*** TEXT SECTION ***
These include the Supplemental Nutrition Assistance Program (SNAP) for food assistance and the Low Income Home Energy Assistance Program (LIHEAP), which subsidizes energy bills.
Ben Mallott, president of the Alaska Federation of Natives (AFN), told the Senate Indian Affairs Committee Wednesday that the prospect that both of those programs would run out of money, just as winter begins, puts some Alaskans in a life-threatening bind.
“Without LIHEAP, without SNAP, our communities, our tribal citizens will have to decide between fuel and food.”
During the pandemic, the Federal Subsistence Board allowed emergency hunting to improve food security. Now, with the government shutdown, Mallott says the Subsistence Board can’t even meet.
More than 500 Indian land school districts are feeling financial stress, too.
Kerry Bird, president of the National Indian Education Association, says federal Impact Aid provides half the budget for some schools, and the shutdown is interrupting the flow.
“In South Dakota, Montana, and New Mexico, school districts are burning through reserves just to meet payroll.”
Bird says Head Start programs will run low on money if the shutdown extends into November.
Witnesses said many agency experts tribes normally turn to have lost their jobs.
Pete Upton testified about the Trump administration’s plan to abolish a fund at the Treasury Department called the Community Development Financial Institutions (CDFI) Fund.
Upton runs the Native CDFI Network. He says tribal communities are often in banking deserts.
“Native CDFIs are typically the only financial institutions serving these communities, providing access to capital, credit and financial education where no alternative exists.”
Early in the shutdown, the Treasury Department fired the entire staff of the CDFI Fund.
With no one at the federal office to certify the CDFIs, Upton says it’s hard for the community finance organizations to attract private-sector investment.
U.S. Sen. Lisa Murkowski (R-AK), chair of the Indian Affairs Committee, says tribes face enormous uncertainty as the stalemate in Congress nears the one-month mark.
“We can’t figure out the path forward right now on our spending bills, although I am a little bit more optimistic on that today.”
She didn’t elaborate, but said earlier this week that senators are engaged in productive talks.

Former Acting Attorney General Colin Bradley of the Navajo Nation during his failed confirmation vote in Window Rock, Ariz. on October 22, 2025. (Courtesy Navajo Nation Council)
*** End of TEXT SECTION ***
*EXERCISE GOAL*.
In the report on the shutdown's effects on tribal communities, what did the Treasury Department do early in the shutdown?
*** SUPPLIED DATA ***
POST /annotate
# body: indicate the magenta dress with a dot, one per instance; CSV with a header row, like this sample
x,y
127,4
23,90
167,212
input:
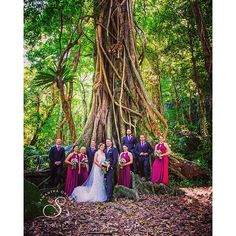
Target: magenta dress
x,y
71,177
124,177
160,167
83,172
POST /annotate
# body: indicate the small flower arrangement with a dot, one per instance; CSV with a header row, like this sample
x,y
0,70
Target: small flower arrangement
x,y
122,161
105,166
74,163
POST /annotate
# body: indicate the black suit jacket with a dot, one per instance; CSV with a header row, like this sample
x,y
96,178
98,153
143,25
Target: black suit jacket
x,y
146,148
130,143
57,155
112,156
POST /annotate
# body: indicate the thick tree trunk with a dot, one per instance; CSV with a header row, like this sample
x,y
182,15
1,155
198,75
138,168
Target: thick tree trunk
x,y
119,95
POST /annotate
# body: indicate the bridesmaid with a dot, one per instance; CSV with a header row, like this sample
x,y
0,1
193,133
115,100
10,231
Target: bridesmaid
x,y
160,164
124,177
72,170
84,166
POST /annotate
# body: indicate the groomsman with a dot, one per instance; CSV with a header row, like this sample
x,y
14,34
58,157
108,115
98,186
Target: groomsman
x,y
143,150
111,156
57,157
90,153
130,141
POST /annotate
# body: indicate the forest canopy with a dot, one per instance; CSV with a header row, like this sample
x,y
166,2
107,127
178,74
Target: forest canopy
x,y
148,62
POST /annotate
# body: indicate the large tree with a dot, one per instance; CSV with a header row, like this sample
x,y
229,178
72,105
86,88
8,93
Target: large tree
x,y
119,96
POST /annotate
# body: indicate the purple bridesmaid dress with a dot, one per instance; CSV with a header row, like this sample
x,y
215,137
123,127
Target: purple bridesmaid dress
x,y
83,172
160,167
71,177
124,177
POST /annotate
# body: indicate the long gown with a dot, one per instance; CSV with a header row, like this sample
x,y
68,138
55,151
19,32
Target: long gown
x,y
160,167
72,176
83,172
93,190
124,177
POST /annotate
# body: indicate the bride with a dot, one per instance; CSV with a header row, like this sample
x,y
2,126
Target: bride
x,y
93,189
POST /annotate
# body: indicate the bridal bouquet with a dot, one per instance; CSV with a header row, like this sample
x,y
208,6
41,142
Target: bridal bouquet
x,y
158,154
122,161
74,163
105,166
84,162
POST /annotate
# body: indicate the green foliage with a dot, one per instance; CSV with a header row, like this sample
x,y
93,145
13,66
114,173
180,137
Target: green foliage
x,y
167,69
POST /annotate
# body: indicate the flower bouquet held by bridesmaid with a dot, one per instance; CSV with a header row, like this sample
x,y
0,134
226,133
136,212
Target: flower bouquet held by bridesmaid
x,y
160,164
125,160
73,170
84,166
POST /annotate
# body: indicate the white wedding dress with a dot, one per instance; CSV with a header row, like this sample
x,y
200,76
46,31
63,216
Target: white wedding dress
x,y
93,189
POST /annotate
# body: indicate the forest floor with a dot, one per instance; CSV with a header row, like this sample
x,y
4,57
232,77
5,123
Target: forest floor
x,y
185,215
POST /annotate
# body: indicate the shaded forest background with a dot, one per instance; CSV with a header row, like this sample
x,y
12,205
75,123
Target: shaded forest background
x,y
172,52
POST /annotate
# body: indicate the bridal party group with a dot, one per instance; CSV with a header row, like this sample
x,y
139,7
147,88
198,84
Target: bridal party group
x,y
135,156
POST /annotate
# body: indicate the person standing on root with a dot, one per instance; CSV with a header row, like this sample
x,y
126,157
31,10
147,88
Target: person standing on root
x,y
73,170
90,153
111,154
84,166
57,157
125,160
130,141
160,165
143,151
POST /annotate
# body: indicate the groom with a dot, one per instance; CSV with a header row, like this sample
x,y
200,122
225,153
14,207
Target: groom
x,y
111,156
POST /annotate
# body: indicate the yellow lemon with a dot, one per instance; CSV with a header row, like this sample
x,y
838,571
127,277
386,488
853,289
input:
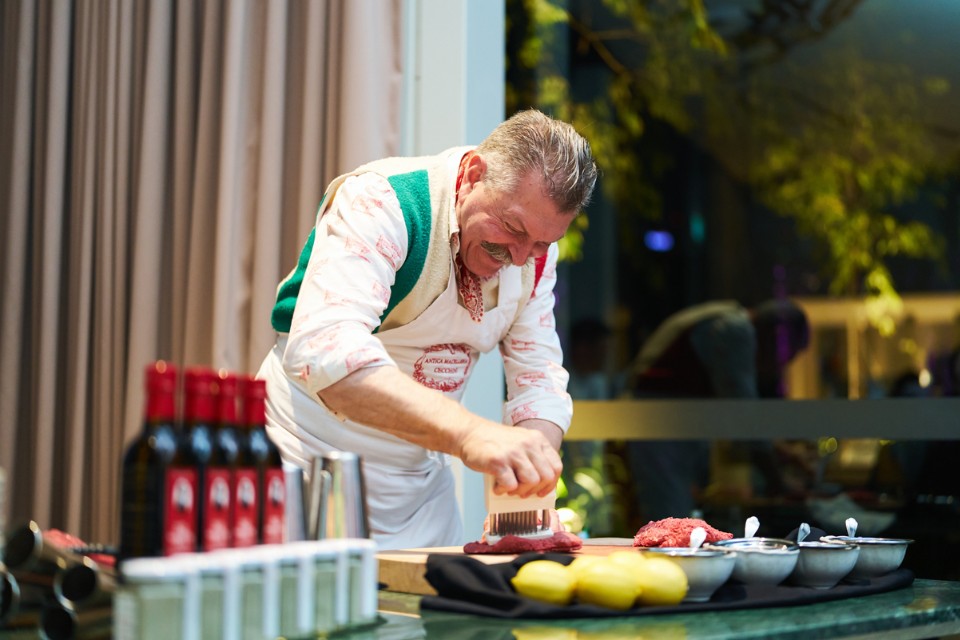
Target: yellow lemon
*** End of SUPPLIED DATA ***
*WRITTEN SOLUTION*.
It fired the entire staff of the CDFI Fund.